#### Extracted text:

-- START --

In this paper we assume that there are two neutrino flavors which have
different couplings to gravity and that the eigenstates of these different
gravitational couplings do not coincide with those of the electroweak
flavors.  Throughout the present discussions we consider neutrino oscillations
between two flavors for simplicity.  Let us start with the following Lagrangian
of two kinds of neutrinos
\begin{eqnarray}
{\cal L}=&~&e(G_1){\overline \nu_1}\left[ ie^{a\mu}(G_1)
\gamma_a D_\mu(G_1)-m_1\right]\nu_1\nonumber\\
&+&e(G_2){\overline \nu_2}\left[ ie^{a\mu}(G_2)
\gamma_a D_\mu(G_2)-m_2\right]\nu_2\nonumber\\
&+& {\rm (interaction~ terms~ with~ electroweak~ gauge~ bosons)},
\label{eqn:Lagrangian}
\end{eqnarray}
where we have included mass terms to keep generality,
$e^{a\mu}(G_i)~(i=1,2)$ are the vierbein fields of some background metric
with different Newton constants $G_i~(i=1,2)$, and $e(G_i)\equiv\det
e^a_\mu(G_i)$.  For simplicity we assume that the eigenstates of the
gravitational couplings coincide with those of the masses.  Notice that
even if these neutrinos are massless, we cannot rotate these two fields
so that these are the eigenstates of the electroweak theory, since
the gravitational coupling terms are not invariant under the rotation
in the flavor space.  Note also that each term in (\ref{eqn:Lagrangian}) is
consistent with local Lorentz invariance, general covariance, and the CPT
invariance, as the gravitational couplings to particles and anti-particles
are the same.  Since the gravitational coupings for these two kinds of
neutrinos are different, even if we choose a coordinate system in which
the Dirac equation for $\nu_1$ in (\ref{eqn:Lagrangian}) becomes the one
in a flat space-time, the Dirac equation for $\nu_2$ in the same coordinate
system does not necessarily do so.  Thus Einstein's equivalence principle
is violated in (\ref{eqn:Lagrangian}).  The situation here is similar to that
of the gauge theory where the gauge invariance is explicitly broken, and
physics does depend on which gauge we choose.  So we are forced to choose one
particular coordinate system from which we start. The most natural choice in
our case seems to be the coordinate system which is at rest on the Earth.

-- END --

#### Directive A:
The neutrino excerpt says that two massless neutrino fields still cannot be rotated into the eigenstates of the electroweak theory. In one to three sentences, state why.
#### Directive B:
Condense the paragraph of the neutrino excerpt that begins "In this paper we assume" into a bulleted list that keeps its main facts.
Use only the neutrino excerpt to complete these tasks.

#### Data listing:
-- START --

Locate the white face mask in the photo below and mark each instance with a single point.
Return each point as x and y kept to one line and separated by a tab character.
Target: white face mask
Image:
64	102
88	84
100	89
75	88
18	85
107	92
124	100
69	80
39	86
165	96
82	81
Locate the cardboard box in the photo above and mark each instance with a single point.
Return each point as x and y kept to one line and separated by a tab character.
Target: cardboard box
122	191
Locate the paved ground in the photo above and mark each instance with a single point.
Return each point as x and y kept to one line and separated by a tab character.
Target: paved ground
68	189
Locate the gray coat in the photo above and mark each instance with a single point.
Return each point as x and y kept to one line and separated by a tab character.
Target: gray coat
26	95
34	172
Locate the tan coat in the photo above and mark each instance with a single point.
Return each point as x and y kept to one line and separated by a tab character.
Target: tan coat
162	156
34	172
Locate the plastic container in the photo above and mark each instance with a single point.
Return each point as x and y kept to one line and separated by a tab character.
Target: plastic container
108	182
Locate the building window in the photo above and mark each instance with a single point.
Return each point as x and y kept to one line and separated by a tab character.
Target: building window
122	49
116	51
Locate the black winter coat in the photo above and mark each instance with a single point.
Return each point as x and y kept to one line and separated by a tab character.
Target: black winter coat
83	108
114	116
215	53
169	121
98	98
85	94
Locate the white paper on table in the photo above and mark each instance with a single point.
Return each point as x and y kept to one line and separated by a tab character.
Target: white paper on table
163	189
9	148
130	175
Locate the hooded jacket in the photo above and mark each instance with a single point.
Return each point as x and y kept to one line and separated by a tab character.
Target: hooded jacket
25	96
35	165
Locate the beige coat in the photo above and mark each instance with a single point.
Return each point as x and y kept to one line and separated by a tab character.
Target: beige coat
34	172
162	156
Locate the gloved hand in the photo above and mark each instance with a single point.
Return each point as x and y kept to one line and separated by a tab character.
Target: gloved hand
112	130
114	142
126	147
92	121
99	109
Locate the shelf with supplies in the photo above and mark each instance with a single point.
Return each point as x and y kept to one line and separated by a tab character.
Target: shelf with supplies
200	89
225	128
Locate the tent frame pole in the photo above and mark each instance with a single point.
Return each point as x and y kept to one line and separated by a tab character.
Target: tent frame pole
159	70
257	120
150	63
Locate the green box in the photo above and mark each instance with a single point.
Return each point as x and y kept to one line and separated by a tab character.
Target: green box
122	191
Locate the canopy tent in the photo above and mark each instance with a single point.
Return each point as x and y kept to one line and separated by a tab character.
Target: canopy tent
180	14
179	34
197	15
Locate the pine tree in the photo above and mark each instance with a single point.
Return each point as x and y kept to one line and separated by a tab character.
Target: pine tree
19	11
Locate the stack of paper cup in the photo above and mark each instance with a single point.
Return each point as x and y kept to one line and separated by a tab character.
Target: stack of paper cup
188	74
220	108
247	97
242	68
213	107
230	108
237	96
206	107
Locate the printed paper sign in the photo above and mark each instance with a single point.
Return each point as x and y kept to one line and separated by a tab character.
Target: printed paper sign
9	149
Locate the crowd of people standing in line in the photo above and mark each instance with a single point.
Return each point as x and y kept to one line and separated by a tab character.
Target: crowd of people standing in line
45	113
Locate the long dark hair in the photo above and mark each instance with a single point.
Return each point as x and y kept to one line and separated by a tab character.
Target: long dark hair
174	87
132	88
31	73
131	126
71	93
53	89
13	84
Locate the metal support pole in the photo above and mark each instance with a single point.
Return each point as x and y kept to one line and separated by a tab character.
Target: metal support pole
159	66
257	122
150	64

-- END --

#### Exercise output A:
The rotation is not possible because the gravitational coupling terms are not invariant under a rotation in flavor space. This holds even when the neutrinos are massless.

#### Exercise output B:
- Two neutrino flavors are assumed to couple differently to gravity. The eigenstates of these gravitational couplings do not coincide with the electroweak flavors.
- For simplicity, oscillations are considered between two flavors only.
- The starting Lagrangian has the following parts:
  - one Dirac term for each neutrino, with mass m_i
  - vierbein fields e^{aμ}(G_i) of a background metric with its own Newton constant G_i
  - the factor e(G_i), the determinant of e^a_μ(G_i)
  - interaction terms with electroweak gauge bosons
- Mass terms are kept for generality. The gravitational-coupling eigenstates are assumed to coincide with the mass eigenstates.
- Even massless fields cannot be rotated into electroweak eigenstates, because the gravitational coupling terms are not invariant under rotation in flavor space.
- Each term is consistent with local Lorentz invariance, general covariance, and CPT invariance, since gravity couples equally to particles and anti-particles.
- The couplings differ, so a coordinate system that makes the Dirac equation for ν1 flat-space need not do so for ν2. Einstein's equivalence principle is therefore violated.
- As in a gauge theory with explicitly broken gauge invariance, the physics depends on this choice. One coordinate system must be chosen, and the most natural one is at rest on the Earth.